** START OF DATA EXTRACT **
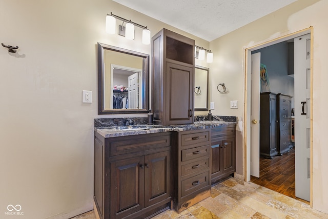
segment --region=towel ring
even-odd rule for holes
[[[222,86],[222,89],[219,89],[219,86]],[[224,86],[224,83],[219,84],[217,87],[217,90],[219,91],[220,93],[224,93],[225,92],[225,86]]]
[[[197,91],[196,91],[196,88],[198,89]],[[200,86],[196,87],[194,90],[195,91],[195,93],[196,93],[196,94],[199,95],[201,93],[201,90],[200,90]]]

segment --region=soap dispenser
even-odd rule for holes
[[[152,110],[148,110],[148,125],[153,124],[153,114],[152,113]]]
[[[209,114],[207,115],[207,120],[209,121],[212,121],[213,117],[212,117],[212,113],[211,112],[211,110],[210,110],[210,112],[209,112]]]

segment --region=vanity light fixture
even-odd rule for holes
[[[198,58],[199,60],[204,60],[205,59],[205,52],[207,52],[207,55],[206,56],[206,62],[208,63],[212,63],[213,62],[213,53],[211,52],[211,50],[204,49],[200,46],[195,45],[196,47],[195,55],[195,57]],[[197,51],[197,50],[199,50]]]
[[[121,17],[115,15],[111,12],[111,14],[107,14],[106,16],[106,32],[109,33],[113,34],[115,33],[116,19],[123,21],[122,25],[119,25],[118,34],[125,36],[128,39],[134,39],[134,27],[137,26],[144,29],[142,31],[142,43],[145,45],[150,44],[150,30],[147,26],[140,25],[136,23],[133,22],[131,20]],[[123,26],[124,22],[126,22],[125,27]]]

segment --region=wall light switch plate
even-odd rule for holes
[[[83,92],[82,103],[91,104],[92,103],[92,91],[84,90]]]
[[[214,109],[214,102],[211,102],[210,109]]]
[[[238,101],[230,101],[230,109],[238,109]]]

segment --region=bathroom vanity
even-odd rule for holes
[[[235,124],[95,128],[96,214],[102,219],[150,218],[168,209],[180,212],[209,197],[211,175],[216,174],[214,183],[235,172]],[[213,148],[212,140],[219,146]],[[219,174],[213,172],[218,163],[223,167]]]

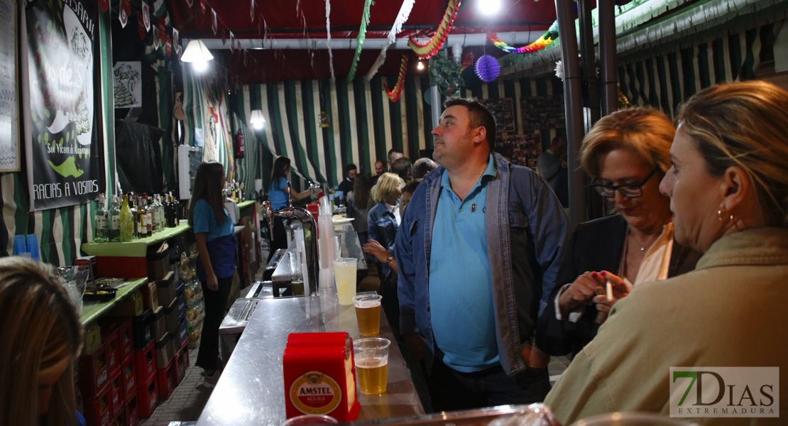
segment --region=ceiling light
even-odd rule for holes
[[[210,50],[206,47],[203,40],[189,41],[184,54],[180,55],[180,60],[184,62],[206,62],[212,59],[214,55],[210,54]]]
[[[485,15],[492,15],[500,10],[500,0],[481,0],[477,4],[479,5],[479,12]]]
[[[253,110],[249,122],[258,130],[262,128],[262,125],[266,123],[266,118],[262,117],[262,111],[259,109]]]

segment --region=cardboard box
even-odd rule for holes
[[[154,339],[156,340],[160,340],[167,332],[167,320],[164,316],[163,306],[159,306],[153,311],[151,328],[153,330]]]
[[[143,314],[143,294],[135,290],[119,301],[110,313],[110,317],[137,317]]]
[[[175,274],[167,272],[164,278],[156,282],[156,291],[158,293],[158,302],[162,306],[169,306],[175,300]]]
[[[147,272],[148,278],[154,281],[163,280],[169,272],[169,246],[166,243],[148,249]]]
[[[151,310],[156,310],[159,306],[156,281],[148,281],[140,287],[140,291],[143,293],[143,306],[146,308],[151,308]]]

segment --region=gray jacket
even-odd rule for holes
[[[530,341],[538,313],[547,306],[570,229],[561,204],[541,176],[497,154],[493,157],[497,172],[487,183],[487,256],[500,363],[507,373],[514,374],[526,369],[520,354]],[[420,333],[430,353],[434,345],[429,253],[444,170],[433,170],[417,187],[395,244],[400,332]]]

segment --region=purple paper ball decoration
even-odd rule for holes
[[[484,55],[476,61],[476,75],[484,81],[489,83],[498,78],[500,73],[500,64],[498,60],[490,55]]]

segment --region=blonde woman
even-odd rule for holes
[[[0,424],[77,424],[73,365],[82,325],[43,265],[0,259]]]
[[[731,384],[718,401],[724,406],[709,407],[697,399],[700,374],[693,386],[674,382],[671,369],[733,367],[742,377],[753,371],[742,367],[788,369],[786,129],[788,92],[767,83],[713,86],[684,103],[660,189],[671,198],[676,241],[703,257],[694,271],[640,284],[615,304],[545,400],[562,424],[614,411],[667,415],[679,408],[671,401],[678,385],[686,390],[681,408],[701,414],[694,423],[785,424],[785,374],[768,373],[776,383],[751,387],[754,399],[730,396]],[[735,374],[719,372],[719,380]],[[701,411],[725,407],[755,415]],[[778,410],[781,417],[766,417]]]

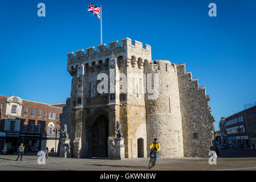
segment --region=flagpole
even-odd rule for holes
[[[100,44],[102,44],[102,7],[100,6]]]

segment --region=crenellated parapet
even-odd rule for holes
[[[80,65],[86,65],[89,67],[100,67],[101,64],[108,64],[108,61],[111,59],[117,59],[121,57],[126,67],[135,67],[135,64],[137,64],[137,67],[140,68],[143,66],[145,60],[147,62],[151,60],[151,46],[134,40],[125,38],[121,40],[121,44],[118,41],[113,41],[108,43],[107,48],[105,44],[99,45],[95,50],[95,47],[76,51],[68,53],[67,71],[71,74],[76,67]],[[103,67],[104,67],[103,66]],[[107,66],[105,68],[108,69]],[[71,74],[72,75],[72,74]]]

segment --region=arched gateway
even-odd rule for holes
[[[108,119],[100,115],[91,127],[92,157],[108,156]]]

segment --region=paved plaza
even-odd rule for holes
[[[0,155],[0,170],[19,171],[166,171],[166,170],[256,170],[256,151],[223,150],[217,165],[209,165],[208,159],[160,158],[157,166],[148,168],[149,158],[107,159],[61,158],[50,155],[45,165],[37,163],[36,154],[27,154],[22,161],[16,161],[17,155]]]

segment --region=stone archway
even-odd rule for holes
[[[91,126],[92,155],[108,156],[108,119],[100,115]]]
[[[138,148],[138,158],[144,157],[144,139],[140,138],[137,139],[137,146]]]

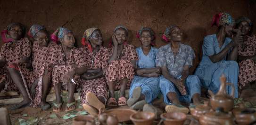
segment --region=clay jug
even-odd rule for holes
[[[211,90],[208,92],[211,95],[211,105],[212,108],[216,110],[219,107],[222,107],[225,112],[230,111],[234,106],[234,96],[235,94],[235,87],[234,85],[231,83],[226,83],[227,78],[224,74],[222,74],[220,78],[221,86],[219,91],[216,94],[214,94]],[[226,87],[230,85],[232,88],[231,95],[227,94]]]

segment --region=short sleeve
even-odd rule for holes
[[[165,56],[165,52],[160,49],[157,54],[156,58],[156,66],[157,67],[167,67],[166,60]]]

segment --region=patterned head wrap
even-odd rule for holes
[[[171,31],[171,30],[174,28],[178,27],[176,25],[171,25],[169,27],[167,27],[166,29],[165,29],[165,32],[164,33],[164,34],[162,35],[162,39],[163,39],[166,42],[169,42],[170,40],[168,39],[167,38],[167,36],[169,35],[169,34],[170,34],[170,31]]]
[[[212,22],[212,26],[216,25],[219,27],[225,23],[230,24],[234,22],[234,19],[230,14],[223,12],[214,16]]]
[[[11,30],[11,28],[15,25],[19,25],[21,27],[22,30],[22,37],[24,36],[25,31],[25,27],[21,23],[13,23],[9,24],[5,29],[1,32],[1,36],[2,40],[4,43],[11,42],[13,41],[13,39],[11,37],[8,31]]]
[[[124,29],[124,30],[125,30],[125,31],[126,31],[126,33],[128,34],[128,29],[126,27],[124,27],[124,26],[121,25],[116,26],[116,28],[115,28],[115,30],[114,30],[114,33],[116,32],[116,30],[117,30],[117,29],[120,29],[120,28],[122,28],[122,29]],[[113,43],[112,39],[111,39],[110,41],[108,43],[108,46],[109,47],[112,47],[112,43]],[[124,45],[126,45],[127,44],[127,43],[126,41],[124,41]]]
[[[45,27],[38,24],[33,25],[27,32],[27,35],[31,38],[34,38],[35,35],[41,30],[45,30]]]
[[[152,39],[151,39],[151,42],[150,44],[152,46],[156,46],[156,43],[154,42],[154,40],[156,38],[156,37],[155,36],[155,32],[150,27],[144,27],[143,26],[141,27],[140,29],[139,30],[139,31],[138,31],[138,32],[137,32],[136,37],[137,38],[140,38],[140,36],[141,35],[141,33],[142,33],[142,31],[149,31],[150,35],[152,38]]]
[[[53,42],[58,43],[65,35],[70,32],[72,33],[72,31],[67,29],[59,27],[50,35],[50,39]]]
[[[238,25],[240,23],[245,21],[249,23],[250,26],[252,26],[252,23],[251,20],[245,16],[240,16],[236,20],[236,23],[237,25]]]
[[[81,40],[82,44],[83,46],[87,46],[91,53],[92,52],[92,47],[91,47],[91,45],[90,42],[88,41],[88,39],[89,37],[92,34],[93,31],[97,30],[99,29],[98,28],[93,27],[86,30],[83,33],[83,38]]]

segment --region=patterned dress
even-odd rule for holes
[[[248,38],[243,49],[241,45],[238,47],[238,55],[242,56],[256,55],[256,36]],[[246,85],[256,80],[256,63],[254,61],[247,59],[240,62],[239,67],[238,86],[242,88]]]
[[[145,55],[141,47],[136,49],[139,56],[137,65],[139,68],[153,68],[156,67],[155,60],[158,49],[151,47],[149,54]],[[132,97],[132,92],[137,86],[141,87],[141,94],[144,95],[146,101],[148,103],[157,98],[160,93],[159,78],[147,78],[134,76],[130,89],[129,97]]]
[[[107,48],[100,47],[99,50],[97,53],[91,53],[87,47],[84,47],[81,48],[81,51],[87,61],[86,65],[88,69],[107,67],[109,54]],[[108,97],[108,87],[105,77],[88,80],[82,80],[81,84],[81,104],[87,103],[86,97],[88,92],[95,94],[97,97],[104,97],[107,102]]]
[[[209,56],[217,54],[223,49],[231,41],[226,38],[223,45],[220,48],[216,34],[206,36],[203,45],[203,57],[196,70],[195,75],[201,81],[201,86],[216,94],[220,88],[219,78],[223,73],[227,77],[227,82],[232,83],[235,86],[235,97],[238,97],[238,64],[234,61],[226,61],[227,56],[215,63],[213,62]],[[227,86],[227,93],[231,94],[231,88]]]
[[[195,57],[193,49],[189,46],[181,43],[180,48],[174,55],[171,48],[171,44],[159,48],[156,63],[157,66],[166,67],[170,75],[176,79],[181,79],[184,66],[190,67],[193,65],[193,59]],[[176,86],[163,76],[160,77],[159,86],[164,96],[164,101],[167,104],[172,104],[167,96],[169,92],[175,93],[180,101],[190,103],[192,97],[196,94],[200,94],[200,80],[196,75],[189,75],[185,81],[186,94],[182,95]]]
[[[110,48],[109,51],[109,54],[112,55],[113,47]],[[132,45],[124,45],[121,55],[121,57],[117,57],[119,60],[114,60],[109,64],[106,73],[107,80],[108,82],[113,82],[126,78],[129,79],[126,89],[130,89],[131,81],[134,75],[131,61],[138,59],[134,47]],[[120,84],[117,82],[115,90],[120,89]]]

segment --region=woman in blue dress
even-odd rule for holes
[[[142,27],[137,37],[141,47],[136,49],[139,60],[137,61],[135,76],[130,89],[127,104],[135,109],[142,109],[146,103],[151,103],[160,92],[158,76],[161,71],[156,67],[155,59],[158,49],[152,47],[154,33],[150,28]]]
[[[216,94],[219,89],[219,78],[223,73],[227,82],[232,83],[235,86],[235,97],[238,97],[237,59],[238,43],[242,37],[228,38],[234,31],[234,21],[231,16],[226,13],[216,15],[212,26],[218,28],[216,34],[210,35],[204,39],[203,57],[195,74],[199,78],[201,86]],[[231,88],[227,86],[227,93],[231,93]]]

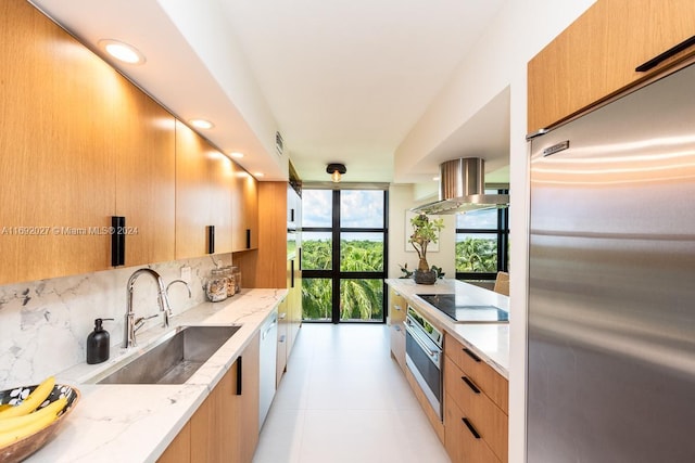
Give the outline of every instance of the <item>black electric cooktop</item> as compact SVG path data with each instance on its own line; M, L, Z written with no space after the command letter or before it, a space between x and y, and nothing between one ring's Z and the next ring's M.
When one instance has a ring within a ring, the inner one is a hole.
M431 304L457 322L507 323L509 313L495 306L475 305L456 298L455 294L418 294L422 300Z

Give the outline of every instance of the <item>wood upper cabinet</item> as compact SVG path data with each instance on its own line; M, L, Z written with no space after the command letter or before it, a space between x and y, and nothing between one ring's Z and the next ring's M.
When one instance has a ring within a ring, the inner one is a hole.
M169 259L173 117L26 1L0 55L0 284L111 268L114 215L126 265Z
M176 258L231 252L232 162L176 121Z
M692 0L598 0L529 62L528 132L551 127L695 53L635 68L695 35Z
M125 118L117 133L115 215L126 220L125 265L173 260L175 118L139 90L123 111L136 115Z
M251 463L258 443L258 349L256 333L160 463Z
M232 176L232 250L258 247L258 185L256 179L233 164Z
** END OF DATA EXTRACT **
## WHAT TO WORK ON:
How many lines in the rows above contain the string "written"? Case matters; reply with the number only.

## TASK SOLUTION:
2